§ TEXT UNDER STUDY:
□ □ □ □ □
Besides that, there were 6 other pull requests with a variety of tiny tweaks in the way we did things that could be reimplemented in a way that worked both with Rails 3 and Rails 4. Every week, after getting a few more tests green on the rails-4 branch, I'd list the commits and see if there was something that could go back to master. You'd be surprised how much stuff can be backported.

Don’t drop the discipline of single meaningful commits. That will help you clearly see which commits can be backported and deployed to production right away. Imagine you usually work off master and you’re working on a rails-4 branch. You can very easily create a backport branch with:

git checkout master
git checkout -b rails-4-backmerge

# Repeat for every commit you think you can backport
git cherry-pick <sha> 
rake # run tests

Once you’re done and your backport is merged into master, make sure to merge master into rails-4 (or if you’re feeling adventurous, rebase rails-4 off of master).

Ignore Deprecation Warnings

We completely ignored deprecation warnings from Rails 4. They’re warnings for a reason — they don’t need to be dealt with immediately. Remember, our goal is to go live with as few changes as possible.

We dealt with all our deprecation warnings after the initial launch — over 18 pull requests in a few weeks, touching more than 1,700 lines of code.

Rehearse a Rollback Plan

With an update of a core gem like Rails, we couldn’t simply rely on our normal cap production deploy:rollback. While we were preparing for the release, we developed a rollback plan, and rehearsed the release and rollback on one of our test machines.

This turned out to be great practice, because the first time we attempted the Rails 4.0 release we discovered something wrong through our checkup plan and quickly rolled back the release without any issues.

Balance Risk Versus Effort

Some people have gone the extra mile and made their apps dual bootable. GitHub has a nice story about it and Discourse had it for a while. That would have given us great flexibility and let us slowly release this upgrade one server at the time.

We considered dual booting, but decided it wasn’t worth the effort for our application. Both for the extra complexity in actually implementing it, and the fact that a whole new set of problems arise from the fact that two different versions coexist at the same time led us to go with backports instead.

After merging most of our changes back into master we realized that what we needed to deploy was actually quite minimal. So we all agreed we’d try a deploy with a well-thought checkup plan and a rehearsed revert strategy instead.
□ □ □ □ □
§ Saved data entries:

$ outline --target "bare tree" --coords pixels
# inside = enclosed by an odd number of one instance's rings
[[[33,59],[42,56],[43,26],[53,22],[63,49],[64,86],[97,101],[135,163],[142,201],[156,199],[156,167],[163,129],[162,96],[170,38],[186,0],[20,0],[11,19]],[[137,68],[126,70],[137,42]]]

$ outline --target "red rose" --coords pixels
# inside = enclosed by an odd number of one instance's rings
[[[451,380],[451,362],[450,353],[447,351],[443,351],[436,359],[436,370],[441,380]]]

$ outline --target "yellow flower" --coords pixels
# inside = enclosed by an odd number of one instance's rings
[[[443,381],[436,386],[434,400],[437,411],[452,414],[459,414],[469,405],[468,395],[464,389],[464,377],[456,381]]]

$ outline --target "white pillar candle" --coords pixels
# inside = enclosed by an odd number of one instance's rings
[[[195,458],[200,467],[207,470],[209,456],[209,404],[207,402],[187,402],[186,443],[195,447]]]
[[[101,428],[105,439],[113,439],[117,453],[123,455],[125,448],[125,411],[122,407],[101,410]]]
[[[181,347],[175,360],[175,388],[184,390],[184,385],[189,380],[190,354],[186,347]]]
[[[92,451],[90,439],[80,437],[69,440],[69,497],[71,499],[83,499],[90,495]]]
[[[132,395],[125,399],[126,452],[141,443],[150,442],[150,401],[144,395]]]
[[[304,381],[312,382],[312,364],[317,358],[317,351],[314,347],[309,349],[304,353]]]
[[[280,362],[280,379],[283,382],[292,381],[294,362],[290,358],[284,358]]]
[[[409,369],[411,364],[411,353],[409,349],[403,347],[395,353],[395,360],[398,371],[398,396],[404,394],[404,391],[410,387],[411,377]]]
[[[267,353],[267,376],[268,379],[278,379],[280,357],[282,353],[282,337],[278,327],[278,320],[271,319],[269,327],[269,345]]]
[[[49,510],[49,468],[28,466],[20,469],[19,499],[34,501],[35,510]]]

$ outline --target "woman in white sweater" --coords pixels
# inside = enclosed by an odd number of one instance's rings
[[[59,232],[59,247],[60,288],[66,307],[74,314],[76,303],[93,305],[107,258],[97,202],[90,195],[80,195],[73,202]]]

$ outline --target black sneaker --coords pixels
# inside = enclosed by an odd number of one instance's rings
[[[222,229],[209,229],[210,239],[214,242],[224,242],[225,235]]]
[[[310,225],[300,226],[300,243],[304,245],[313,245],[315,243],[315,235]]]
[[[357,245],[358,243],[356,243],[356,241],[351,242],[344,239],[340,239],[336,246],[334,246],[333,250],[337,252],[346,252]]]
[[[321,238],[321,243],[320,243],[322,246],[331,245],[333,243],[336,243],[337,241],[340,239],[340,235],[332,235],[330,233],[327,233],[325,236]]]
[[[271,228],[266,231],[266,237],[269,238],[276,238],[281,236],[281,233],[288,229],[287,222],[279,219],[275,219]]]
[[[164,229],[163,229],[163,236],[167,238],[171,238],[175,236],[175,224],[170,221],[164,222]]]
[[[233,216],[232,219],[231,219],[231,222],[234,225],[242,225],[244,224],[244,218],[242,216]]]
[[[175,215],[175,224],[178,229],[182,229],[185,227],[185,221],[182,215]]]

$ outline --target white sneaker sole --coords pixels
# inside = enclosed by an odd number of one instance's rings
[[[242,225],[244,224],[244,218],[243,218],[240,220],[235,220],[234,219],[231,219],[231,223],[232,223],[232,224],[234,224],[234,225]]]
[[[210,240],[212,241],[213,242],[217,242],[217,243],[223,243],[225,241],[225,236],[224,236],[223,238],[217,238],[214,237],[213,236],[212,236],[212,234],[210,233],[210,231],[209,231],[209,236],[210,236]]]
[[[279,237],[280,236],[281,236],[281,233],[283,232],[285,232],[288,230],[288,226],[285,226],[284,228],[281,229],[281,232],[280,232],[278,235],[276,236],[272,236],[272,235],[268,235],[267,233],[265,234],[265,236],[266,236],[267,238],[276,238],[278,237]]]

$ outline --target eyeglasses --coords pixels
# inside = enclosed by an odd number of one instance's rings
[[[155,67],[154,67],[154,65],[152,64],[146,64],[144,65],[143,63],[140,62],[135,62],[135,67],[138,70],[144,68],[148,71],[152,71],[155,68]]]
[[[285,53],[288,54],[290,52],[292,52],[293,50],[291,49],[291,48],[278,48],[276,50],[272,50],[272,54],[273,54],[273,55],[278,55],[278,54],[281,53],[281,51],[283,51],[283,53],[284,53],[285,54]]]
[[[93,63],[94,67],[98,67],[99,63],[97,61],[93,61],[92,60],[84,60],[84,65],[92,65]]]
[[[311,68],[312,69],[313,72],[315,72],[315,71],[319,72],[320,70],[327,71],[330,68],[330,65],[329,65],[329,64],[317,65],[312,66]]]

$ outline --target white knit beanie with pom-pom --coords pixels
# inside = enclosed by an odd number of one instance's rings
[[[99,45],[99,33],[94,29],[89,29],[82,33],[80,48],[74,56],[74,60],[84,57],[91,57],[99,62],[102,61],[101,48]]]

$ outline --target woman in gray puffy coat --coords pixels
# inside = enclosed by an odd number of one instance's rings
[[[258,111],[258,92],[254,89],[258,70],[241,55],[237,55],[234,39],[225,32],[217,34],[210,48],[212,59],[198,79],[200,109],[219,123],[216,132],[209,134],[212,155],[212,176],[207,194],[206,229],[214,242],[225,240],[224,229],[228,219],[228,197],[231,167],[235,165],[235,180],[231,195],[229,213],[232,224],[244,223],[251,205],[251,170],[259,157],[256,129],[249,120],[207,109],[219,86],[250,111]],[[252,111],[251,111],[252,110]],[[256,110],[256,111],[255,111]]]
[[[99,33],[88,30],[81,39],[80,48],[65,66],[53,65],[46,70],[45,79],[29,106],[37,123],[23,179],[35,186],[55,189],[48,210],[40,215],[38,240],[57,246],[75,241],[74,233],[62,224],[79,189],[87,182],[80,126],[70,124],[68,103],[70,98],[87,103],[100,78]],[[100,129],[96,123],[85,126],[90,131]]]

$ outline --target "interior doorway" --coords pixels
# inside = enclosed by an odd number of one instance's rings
□ □ □ □ □
§ TASKS TO CARRY OUT:
1 - Render this sentence from the Rails upgrade text in Spanish: "We completely ignored deprecation warnings from Rails 4."
2 - Reproduce the passage of the Rails upgrade text starting with "Some people have" and going on through "with backports instead.".

§ SOLUTIONS BELOW:
1 - Ignoramos por completo las advertencias de obsolescencia de Rails 4.

2 -
Some people have gone the extra mile and made their apps dual bootable. GitHub has a nice story about it and Discourse had it for a while. That would have given us great flexibility and let us slowly release this upgrade one server at the time.

We considered dual booting, but decided it wasn’t worth the effort for our application. Both for the extra complexity in actually implementing it, and the fact that a whole new set of problems arise from the fact that two different versions coexist at the same time led us to go with backports instead.